Location identification items
***

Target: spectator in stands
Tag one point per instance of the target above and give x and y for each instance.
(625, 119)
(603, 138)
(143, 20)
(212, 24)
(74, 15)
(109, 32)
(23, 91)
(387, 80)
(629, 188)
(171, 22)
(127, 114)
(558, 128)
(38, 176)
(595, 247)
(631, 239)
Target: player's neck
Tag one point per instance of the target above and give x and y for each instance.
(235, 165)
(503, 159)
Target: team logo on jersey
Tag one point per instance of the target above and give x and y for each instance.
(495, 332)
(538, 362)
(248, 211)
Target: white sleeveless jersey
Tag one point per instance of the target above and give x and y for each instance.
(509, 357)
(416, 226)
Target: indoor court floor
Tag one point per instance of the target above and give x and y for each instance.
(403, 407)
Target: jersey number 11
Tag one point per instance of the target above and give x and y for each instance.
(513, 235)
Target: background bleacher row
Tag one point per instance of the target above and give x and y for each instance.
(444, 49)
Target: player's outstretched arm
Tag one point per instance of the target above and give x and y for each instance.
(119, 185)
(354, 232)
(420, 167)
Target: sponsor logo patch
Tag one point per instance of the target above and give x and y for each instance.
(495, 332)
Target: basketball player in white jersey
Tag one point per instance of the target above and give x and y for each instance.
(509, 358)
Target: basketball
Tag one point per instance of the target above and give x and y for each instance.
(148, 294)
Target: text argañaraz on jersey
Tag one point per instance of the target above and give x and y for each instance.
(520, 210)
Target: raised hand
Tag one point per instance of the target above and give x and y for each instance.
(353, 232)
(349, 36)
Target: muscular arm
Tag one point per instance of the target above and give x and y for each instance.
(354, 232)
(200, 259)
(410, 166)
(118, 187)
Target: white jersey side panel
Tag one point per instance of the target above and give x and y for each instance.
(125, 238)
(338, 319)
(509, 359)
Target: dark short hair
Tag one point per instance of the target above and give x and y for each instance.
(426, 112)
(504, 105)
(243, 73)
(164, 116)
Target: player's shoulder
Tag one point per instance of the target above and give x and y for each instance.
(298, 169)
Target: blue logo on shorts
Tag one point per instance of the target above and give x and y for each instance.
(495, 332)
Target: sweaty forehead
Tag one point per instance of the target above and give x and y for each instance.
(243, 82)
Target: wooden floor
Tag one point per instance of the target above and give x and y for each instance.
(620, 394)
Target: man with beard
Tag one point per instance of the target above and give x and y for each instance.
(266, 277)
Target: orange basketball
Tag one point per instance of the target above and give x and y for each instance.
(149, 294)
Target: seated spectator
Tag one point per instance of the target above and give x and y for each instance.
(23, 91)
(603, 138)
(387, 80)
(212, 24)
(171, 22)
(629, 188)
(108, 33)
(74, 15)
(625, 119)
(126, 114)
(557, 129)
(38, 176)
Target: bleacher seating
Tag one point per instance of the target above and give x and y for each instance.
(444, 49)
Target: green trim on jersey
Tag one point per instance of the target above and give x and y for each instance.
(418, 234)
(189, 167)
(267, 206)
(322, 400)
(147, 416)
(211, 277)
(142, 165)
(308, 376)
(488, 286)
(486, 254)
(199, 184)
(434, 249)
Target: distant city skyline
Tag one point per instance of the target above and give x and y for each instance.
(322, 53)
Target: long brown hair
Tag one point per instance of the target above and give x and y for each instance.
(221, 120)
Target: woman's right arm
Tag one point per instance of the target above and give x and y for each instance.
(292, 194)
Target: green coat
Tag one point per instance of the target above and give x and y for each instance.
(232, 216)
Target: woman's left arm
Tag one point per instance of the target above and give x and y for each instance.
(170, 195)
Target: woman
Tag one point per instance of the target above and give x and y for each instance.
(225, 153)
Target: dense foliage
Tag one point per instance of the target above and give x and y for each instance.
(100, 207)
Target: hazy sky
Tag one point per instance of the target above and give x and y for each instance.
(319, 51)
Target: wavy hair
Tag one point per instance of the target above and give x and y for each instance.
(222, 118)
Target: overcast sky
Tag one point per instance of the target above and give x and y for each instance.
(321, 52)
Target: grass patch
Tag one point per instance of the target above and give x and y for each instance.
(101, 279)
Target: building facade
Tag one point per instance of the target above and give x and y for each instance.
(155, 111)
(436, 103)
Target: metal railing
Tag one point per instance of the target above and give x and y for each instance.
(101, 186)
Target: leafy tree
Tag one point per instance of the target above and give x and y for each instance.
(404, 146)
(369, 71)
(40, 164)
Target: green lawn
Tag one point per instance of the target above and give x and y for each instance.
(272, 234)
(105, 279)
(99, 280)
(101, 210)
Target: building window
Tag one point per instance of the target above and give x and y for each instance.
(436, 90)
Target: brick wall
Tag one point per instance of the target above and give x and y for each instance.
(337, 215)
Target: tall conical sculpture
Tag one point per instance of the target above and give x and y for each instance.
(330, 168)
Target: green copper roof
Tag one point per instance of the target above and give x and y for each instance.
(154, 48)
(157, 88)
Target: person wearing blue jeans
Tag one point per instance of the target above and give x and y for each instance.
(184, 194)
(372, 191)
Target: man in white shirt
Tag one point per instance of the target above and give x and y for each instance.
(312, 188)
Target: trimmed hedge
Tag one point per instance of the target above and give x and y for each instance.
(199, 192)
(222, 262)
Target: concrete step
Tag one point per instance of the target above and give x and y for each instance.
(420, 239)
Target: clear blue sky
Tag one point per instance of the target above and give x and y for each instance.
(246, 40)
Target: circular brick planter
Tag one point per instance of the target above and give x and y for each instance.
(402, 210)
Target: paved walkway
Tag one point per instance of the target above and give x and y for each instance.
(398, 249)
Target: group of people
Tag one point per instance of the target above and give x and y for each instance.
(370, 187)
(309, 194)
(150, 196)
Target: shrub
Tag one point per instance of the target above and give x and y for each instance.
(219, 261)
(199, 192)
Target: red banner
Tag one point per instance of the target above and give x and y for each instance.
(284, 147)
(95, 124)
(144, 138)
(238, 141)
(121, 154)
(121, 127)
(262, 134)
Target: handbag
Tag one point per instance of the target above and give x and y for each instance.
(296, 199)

***

* Set exercise
Using the material above, print every entry exactly as written.

* Worked solution
Target: spectator in stands
Tag one point per instance of the target above and give x and y for each instance.
(625, 119)
(603, 138)
(143, 20)
(212, 24)
(74, 15)
(109, 32)
(23, 91)
(387, 80)
(629, 188)
(171, 22)
(127, 114)
(558, 128)
(38, 176)
(595, 247)
(631, 239)
Target: player's neck
Tag one point per instance of the target above and give x and y for each instance.
(235, 165)
(503, 159)
Target: team logo on jersey
Tag one point per instance of the target above and give x and y for each instance.
(495, 332)
(538, 362)
(248, 211)
Target: white sleeveless jersey
Tag one point per instance of the target above and give x and y for each instance.
(509, 357)
(416, 226)
Target: indoor court floor
Tag one point per instance of the target above and give x and y for each instance.
(403, 407)
Target: jersey number 11
Tag one point per instance of the target above and give x and y for each instance.
(513, 235)
Target: background bleacher row
Tag one point per instance of the target above and give x and y for each instance.
(444, 49)
Target: player's outstretched arm
Tag one point per instance of the target above and give x and y for each instance.
(119, 185)
(354, 232)
(420, 167)
Target: sponsor logo patch
Tag one point per instance of the target above and give x and y for each instance.
(495, 332)
Target: basketball player in white jersey
Tag one point per instance of the target above and give x and y for each instance.
(509, 358)
Target: basketball
Tag one point per instance of the target above and give x and y for each instance.
(148, 294)
Target: text argañaraz on jersey
Tag one point per instance of the target above and give x and y for each instance.
(520, 210)
Target: raised hand
Tag one point per instance of the target above and give x and y for each instance.
(353, 232)
(349, 36)
Target: muscular arm
Tag one point per instance of the target above and give x and y for each instance.
(354, 232)
(200, 259)
(410, 166)
(118, 187)
Target: white jersey side panel
Tag one point per instance of the target above and give x and y for each instance.
(125, 238)
(338, 319)
(509, 359)
Target: dark short hair
Tag one point per instance of the target above and give x and y for each instance.
(426, 112)
(504, 105)
(243, 73)
(164, 116)
Target: player's shoulder
Tag one point per instance of the target above and give x and y for each instance.
(298, 169)
Target: blue logo on shorts
Tag one point per instance of the target above and give x and y for each instance.
(495, 332)
Target: sweaty forehead
Tag one point per instance of the target above and give x and y for each instance.
(243, 82)
Target: wooden floor
Tag one point per instance of the target above and give x and y for each instance.
(620, 394)
Target: man with beard
Tag one point per instance of the target above and give x and y for each instance.
(266, 277)
Target: orange basketball
Tag one point per instance of the target above and give x and y for each instance.
(149, 294)
Target: seated spectator
Tag one point per instance of the target above and give x and y for each instance.
(23, 91)
(603, 138)
(387, 80)
(212, 24)
(171, 22)
(629, 188)
(108, 33)
(74, 15)
(625, 119)
(126, 114)
(557, 129)
(38, 176)
Target: bleacher seating
Tag one point per instance of the target above and give x and y for each instance.
(444, 49)
Target: green trim on jersey
Tag one point per instance of the target above and give x and y for each instance.
(418, 234)
(189, 167)
(267, 206)
(322, 400)
(147, 416)
(211, 277)
(142, 165)
(308, 376)
(488, 286)
(486, 254)
(199, 184)
(434, 249)
Target: distant city skyline
Tag one point per instance of the target above and give x and y for each instance.
(322, 53)
Target: long brown hair
Tag one point per instance of the target above and give x and y for each instance.
(221, 120)
Target: woman's right arm
Tag one point per instance of the target above and give x and y for each instance.
(292, 194)
Target: green coat
Tag one point per instance of the target above and give x and y for each instance.
(232, 216)
Target: woman's left arm
Tag one point per instance of the target above and give x and y for each instance.
(170, 195)
Target: woman
Tag one point per instance of the target above and give x and y for each instance.
(225, 153)
Target: dense foliage
Tag one point per instance of the target above and give x and y for each instance.
(100, 207)
Target: hazy sky
Tag one point per instance of the target above and give x and y for each instance.
(319, 51)
Target: wavy hair
Tag one point per instance of the target above and give x and y for each instance.
(222, 118)
Target: overcast sky
Tag one point per instance of the target above and give x and y for each instance.
(321, 52)
Target: grass patch
Tag one point per instance of the target above and give x and y for each instance.
(101, 279)
Target: building facade
Tag one point per instance of the target above and give x and y for each instance.
(155, 111)
(436, 103)
Target: metal railing
Tag one point per instance of the target above and give x and y for each instance.
(101, 186)
Target: leafy tree
Tag one point per instance of the target above and give x and y for each instance.
(404, 146)
(369, 71)
(40, 164)
Target: green lawn
Tag one point per instance of the target above and give x and y for each instance.
(272, 234)
(105, 279)
(99, 280)
(101, 210)
Target: building window
Tag one point per instance of the target above and give x and y for each instance.
(436, 90)
Target: brick wall
Tag one point per instance of the target above and give x and y for each instance.
(337, 215)
Target: tall conical sculpture
Tag one point per instance of the target above and give x and y for each instance.
(330, 168)
Target: green copper roof
Tag one point per instance of the target above and give x and y for each instance.
(154, 48)
(157, 88)
Target: person wearing blue jeans
Tag one point per instance of the target above and give x and y for each instance.
(184, 194)
(372, 191)
Target: man in white shirt
Tag one point per instance of the target above and give x and y for each instance.
(312, 188)
Target: trimmed hedge
Tag one point per instance of the target above and give x and y for each instance.
(199, 192)
(222, 262)
Target: concrete step
Tag one point per instance of the target above and give x and y for each instance.
(420, 239)
Target: clear blue sky
Tag one point per instance of the target above and give x and y for each instance.
(246, 40)
Target: circular brick planter
Tag one point per instance of the target above and give x and y for each instance.
(402, 210)
Target: paved walkway
Tag one point per instance of the target above and give x and y for each instance.
(398, 249)
Target: group of people
Tag one point per instance of the target above and give x and y for each instance.
(370, 187)
(309, 194)
(150, 196)
Target: shrub
Tag one point per instance of the target above and give x and y for each instance.
(219, 261)
(199, 192)
Target: red banner
Tag one point per instance of the target above and give x and y for each instance.
(284, 147)
(95, 124)
(144, 138)
(238, 141)
(121, 154)
(121, 127)
(262, 134)
Target: handbag
Tag one point per instance of the target above and give x and y for each instance.
(296, 199)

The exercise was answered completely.